* Aufgabe 1 *
Kannst du alles vom Anfang der Einträge bis einschließlich der Zeile mit „454], [486, 510]]]“ erneut wiedergeben und dabei „flower cluster“ gegen „blossom cluster“ tauschen, ohne sonst etwas zu ändern?

* Textauszug *

+ + +

So zeigt Michel Grunewald am Beispiel des Institut catholique de Paris (ICP), damals unter dem Rektorat Alfred Baudrillarts, wie im Gefolge der Enzyklika Mit brennender Sorge sowie der umstrittenen Weihnachtsbotschaft Papst Pius’ XI. 1937 verschiedene katholische Universitäten und Fakultäten in Reaktion auf den bekannten Syllabus contre le racisme (42) der Studienkongregation, der allerdings auf entsprechende, hier nicht berücksichtigte Vorarbeiten des Hl. Offiziums zurückging4, den Versuch unternahmen, die der nationalsozialistischen Weltanschauung zugrundeliegenden »Irrlehren« zu widerlegen. In den am ICP abgehaltenen öffentlichen Vorträgen sowie im 1939 publizierten Sammelband Racisme et Christianisme zeigt sich eine auch anderweitig wahrzunehmende Dichotomisierung in der katholischen Begegnung mit dem Nationalsozialismus: Während die politische Ebene zurückgestellt wurde, fokussierten die Professoren des ICP ihre Kritik auf die Ebene der Weltanschauung (Nationalismus, Rassenlehre, Totalitarismus).

+ + +

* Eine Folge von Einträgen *
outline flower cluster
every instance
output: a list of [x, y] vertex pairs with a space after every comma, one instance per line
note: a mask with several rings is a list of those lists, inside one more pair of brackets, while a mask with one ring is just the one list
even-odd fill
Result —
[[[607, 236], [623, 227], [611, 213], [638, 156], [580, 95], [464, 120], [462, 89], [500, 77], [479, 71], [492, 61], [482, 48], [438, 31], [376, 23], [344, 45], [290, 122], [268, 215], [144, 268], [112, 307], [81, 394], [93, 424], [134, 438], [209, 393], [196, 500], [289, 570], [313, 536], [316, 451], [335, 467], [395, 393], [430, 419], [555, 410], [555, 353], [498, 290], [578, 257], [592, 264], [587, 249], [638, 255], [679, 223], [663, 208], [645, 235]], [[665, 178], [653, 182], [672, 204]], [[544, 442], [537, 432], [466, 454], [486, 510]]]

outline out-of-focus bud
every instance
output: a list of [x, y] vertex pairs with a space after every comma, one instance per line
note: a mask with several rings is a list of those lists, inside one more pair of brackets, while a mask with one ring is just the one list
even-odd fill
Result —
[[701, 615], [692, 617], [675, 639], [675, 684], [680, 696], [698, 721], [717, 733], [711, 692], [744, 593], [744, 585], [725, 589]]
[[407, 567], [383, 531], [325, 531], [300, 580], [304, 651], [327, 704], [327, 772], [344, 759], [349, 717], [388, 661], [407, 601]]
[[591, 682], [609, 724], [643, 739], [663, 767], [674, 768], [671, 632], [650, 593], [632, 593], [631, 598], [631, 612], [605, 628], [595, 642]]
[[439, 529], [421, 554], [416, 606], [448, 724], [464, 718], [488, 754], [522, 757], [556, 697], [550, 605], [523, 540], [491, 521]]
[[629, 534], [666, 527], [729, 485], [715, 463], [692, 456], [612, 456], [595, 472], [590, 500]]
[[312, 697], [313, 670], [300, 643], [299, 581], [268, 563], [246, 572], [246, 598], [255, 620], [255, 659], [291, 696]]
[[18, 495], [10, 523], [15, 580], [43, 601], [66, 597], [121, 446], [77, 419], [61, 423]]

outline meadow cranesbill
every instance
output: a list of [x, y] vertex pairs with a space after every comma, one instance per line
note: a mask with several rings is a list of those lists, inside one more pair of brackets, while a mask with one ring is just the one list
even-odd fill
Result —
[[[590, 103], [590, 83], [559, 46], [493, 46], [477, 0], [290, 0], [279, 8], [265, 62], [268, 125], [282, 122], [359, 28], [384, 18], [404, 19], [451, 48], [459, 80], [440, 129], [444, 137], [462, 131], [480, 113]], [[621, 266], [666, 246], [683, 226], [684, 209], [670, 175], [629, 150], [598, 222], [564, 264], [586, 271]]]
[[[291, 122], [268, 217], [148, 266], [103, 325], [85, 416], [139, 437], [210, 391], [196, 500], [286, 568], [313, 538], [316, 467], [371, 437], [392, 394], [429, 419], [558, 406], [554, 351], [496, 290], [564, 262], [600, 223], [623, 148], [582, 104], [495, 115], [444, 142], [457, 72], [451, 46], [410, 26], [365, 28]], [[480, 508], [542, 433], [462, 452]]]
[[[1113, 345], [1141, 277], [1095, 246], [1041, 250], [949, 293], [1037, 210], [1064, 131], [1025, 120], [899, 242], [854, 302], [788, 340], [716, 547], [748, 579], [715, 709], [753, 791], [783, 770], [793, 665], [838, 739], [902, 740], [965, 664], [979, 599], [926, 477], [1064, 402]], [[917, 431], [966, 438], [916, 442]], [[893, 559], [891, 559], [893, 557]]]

+ + +

* Aufgabe 2 *
Wie ließe sich der Textauszug über die katholische Kritik am Nationalsozialismus nach seinem letzten Satz fortführen?

* Ergebnis 1 *
outline blossom cluster
every instance
output: a list of [x, y] vertex pairs with a space after every comma, one instance per line
note: a mask with several rings is a list of those lists, inside one more pair of brackets, while a mask with one ring is just the one list
even-odd fill
Result —
[[[607, 236], [623, 227], [611, 213], [638, 156], [580, 95], [464, 120], [462, 89], [500, 77], [479, 71], [492, 61], [482, 48], [438, 31], [376, 23], [344, 45], [290, 122], [268, 215], [144, 268], [112, 307], [81, 394], [93, 424], [134, 438], [209, 393], [196, 500], [289, 570], [313, 536], [316, 451], [335, 467], [395, 393], [430, 419], [555, 410], [555, 353], [498, 290], [578, 257], [592, 264], [587, 249], [638, 255], [679, 223], [663, 208], [645, 235]], [[665, 178], [653, 182], [672, 204]], [[544, 442], [537, 432], [466, 454], [486, 510]]]

* Ergebnis 2 *
Catherine Lanneau untersucht sechs katholische Intellektuellenzeitschriften Belgiens aus unterschiedlichen Milieus/politischen Spektren vom christlich-sozialen Progressismus über den Konservatismus bis hin zum monarchistischen Rechtskatholizismus Maurrasscher Prägung. Dabei zeigt sich, dass der Nationalsozialismus im frankophonen Katholizismus nicht zuletzt als preußisch-militaristisches Phänomen interpretiert wurde (66). Über die politischen Demarkationslinien hinweg stellten die Zeitschriften als zentralen Aspekt der Inkompatibilität von Christentum und Nationalsozialismus die Rassenmystik und den nordischen Superioritätsgedanken heraus und kritisierten die massive Verfolgung der deutschen Katholiken (69–70) – eher partiell diejenige der Juden (71). Letztlich zeigt Lanneau überzeugend, dass der Nationalsozialismus im belgischen Katholizismus frühzeitig als »système totalitaire« erkannt wurde, das im Gegensatz zur christlich-abendländischen Kultur stand und als »produit d’exportation« unbedingt verhindert werden sollte (75).

Als Exponenten einer katholisch-konservativen Auseinandersetzung mit dem NS zeigt Charlotte Balluais den ICP-Professor und Germanisten Robert d’Harcourt, der sich in mehreren Büchern und über 300 Artikeln mit dem nationalsozialistischen Deutschland sowie insbesondere dessen Kirchenpolitik (»thème principal«, 78) beschäftigte. Dabei habe er den NS als Diktatur mit revolutionärer Ausrichtung – brisanterweise parallel zum Sowjetkommunismus (87) – dargestellt, in der gemäß der Theorie der »deux Allemagnes« das preußische über das katholische Deutschland gesiegt habe (85).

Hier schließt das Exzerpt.